(Stored records)
------
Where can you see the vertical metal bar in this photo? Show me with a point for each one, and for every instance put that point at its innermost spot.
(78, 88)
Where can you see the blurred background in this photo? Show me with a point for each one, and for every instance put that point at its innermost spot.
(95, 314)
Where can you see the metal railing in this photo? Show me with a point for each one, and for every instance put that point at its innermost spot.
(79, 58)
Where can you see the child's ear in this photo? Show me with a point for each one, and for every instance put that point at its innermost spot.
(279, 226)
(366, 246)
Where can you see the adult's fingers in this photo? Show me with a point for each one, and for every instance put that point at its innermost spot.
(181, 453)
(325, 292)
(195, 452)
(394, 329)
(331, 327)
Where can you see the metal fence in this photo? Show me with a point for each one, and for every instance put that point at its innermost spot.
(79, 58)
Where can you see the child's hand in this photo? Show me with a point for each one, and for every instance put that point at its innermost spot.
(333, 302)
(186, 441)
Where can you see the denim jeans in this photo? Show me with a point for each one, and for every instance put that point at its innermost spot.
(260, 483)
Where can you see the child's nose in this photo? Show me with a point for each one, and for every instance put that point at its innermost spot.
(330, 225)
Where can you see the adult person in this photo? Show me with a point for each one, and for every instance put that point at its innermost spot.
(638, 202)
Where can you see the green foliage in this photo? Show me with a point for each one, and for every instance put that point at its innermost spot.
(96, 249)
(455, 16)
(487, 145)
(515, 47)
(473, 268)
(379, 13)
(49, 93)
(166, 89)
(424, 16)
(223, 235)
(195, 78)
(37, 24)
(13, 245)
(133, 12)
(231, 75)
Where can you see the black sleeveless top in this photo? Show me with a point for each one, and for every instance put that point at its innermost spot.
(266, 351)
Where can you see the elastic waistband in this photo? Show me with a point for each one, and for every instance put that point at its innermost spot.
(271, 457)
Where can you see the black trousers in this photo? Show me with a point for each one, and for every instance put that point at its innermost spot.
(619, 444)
------
» **Activity**
Go through the data and copy each line exactly as it was written.

» **Response**
Where can you see the vertical metal bar in this photo? Show me with a point for each one, and for every instance put that point at its innermost spot.
(78, 88)
Where can you see the blurred background in this photo? Show me with a point for each one, and for every instance put that point at its innermost spot.
(95, 314)
Where can you see the metal railing in this photo? Show me with a point for each one, and for every instance put that point at its innermost spot.
(79, 58)
Where can you see the child's ear in this photo? Show me with a point for each one, and for every instance put that point at its innermost spot.
(279, 226)
(366, 246)
Where can you see the adult's fingers in this photo? Show me with a point for each one, and for every instance put that point at its innermost spot.
(181, 453)
(325, 292)
(195, 452)
(394, 329)
(331, 327)
Where can you see the metal fence in this photo? Show me with a point for each one, and for every instance put that point at its innermost spot.
(79, 58)
Where can you see the child's hand in this photo? Show me with a point for each one, and for every instance put that point at its innermost spot.
(333, 302)
(186, 441)
Where can you see the denim jeans in this photo? Show me with a point for each one, and for every instance put that point at its innermost spot.
(260, 483)
Where can you see the child's nose in this photo? Show me with a point for each one, and for every instance put that point at its innermost spot.
(330, 225)
Where can you see the adult person in this photo? Show me with a point for each one, and for every instance put that point at its innermost spot.
(638, 202)
Where can you see the green foliage in this photo? Show me with a point for each one, and for every instance put that point at its innermost spot.
(96, 249)
(455, 16)
(487, 145)
(515, 47)
(473, 268)
(379, 13)
(49, 93)
(166, 89)
(424, 16)
(223, 235)
(195, 78)
(37, 24)
(13, 245)
(133, 12)
(231, 75)
Where can you see the black sleeveless top in this photo? Show me with a point for each one, and for every instance put that point at its innermost spot.
(266, 351)
Where can you see the elastic waistband in this photo? Show me with a point for each one, and for every instance put that point at its innermost spot.
(271, 457)
Where can you see the black trousers in this photo? Show me with a point for each one, and for every instance put that point at its innermost spot.
(619, 444)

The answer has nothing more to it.